What needs to be done: For each statement, say yes or no to whether the text on the song "Tissues" agrees with it, and quote the deciding words: (a) Chris Greatti produced the song; (b) the song first came out as a promotional single in March 2022; (c) the version featuring Louane was released in August 2022.

::: Passage to read

Single by Yungblud

from the album Yungblud
- Released: 30 August 2022
- Length: 3:35
- Label: Locomotion; Geffen;
- Songwriters: Dominic Harrison; Chris Greatti; Jake Torrey; Jordan Gable; Robert Smith;
- Producer: Chris Greatti;

Yungblud singles chronology
| "The Emperor" (2022) | "Tissues" (2022) | "I'm a Mess" (2022) |

Louane singles chronology
| "Comment faire" (2021) | "Tissues" (2022) | "Secret" (2022) |

Music video
- "Tissues" on YouTube

= Tissues (song) =

2022 single by Yungblud

"Tissues" is a song by English musician Yungblud which was released on 30 August 2022 as the fifth single from his third studio album Yungblud (2022).

The song was released by labels Locomotion Recordings and Geffen Records. It was written by Yungblud, Chris Greatti, Jake Torrey and Jordan Gable, and produced by Greatti. It samples "Close to Me" by The Cure, and Robert Smith was also given a songwriting credit. Lyrically, the song is about the ups and downs of love.

In November 2022, Yungblud released a new version of the song featuring French singer Louane.

==Background==
The song was originally released on 11 March 2022 as a promotional single before it was officially released as a single. Discussing the genesis of the song, which samples "Close to Me" by The Cure, in an interview with Zane Lowe, Yungblud explained:

I remember when we were making it I was like, "I just want to dance!" I remember we were writing in the studio and the session wasn't going well it was midnight. I was thinking about packing it in and going home but then we opened a crate of Bud Light, started putting songs on that we loved and this came on [Close To Me], and I was just like, "Yo, we should sample this," and every producer in the studio was like, "No, but the publishing," and I'm like, "Shut up about the publishing, get it off iTunes, cut it up, and loop it... let's go." That's what I said to them; I was like, "If I can somehow convince Robert Smith to allow me to do this, I don't care. Like, I've won." It was beautiful. I just wanted to make music that me and my mates want to listen to. That was the formula. And obviously we grew up with this song.

::::::
::: Extracted entries

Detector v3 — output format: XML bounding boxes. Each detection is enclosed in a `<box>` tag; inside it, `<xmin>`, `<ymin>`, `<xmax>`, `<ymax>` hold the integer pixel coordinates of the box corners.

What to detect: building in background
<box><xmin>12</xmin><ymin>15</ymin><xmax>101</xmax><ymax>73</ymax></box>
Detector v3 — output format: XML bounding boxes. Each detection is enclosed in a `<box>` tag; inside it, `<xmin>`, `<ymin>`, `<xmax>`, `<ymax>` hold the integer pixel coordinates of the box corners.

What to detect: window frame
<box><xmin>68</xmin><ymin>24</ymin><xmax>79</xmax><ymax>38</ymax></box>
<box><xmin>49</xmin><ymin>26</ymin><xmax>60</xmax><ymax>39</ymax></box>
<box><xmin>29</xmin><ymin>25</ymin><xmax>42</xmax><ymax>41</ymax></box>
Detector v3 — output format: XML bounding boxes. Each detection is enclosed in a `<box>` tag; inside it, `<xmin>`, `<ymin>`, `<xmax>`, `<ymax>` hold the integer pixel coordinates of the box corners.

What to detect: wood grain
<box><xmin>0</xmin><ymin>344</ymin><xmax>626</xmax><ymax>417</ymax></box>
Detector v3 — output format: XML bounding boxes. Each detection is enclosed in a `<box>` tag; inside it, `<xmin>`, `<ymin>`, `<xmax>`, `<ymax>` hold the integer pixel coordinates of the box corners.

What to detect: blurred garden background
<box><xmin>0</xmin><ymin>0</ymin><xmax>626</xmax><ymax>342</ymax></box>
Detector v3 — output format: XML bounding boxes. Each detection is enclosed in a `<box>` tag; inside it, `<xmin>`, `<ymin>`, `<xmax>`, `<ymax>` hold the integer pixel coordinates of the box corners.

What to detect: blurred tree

::::::

Reply:
(a) Yes: "produced by Greatti"
(b) Yes: "originally released on 11 March 2022 as a promotional single"
(c) No: "In November 2022, Yungblud released a new version of the song featuring French singer Louane."